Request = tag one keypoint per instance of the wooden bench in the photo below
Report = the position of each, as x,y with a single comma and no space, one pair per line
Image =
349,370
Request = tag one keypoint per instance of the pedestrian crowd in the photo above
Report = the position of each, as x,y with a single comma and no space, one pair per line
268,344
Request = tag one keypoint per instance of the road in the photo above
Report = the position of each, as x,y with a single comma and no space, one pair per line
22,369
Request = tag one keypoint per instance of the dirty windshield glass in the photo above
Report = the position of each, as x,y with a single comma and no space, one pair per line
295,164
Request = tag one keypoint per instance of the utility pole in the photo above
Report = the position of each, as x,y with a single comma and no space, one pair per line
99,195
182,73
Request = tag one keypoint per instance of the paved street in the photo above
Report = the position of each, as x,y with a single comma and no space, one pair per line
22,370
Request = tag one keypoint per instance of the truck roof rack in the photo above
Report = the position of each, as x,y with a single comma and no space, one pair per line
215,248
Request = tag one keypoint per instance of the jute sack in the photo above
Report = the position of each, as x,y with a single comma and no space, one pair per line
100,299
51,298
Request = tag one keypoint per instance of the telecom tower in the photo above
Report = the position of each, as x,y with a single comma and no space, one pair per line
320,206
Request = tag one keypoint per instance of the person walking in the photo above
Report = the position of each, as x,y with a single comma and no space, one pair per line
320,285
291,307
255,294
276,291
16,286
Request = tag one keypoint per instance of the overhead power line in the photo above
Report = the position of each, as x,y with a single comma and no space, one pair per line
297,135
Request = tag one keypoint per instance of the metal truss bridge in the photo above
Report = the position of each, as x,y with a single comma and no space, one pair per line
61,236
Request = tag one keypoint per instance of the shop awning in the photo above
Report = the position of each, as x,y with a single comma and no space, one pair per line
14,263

|---|

### Required work
What needs duplicating is the run of lines from the one containing "Request = tag one keypoint per instance of the person" through the last line of the entries above, exact and complete.

### Answer space
Request = tag one keypoint per instance of the person walking in the photo above
Report = the position of each, as x,y with a single comma and no space, one pair per line
320,285
291,307
255,294
276,291
16,286
Request = tag one keypoint per instance of the overhead power line in the photo above
Report = the position of each, as x,y with a single comma and no space, one pair per line
297,135
Request = tag one keypoint per instance of the metal truss bridge in the photo above
Report = the position of each, as x,y with a single comma and no space, one pair per line
61,236
Request = tag one keypoint per instance of the shop awning in the photo above
Report = the position of each, as x,y with a single comma and no space, one pair per line
14,263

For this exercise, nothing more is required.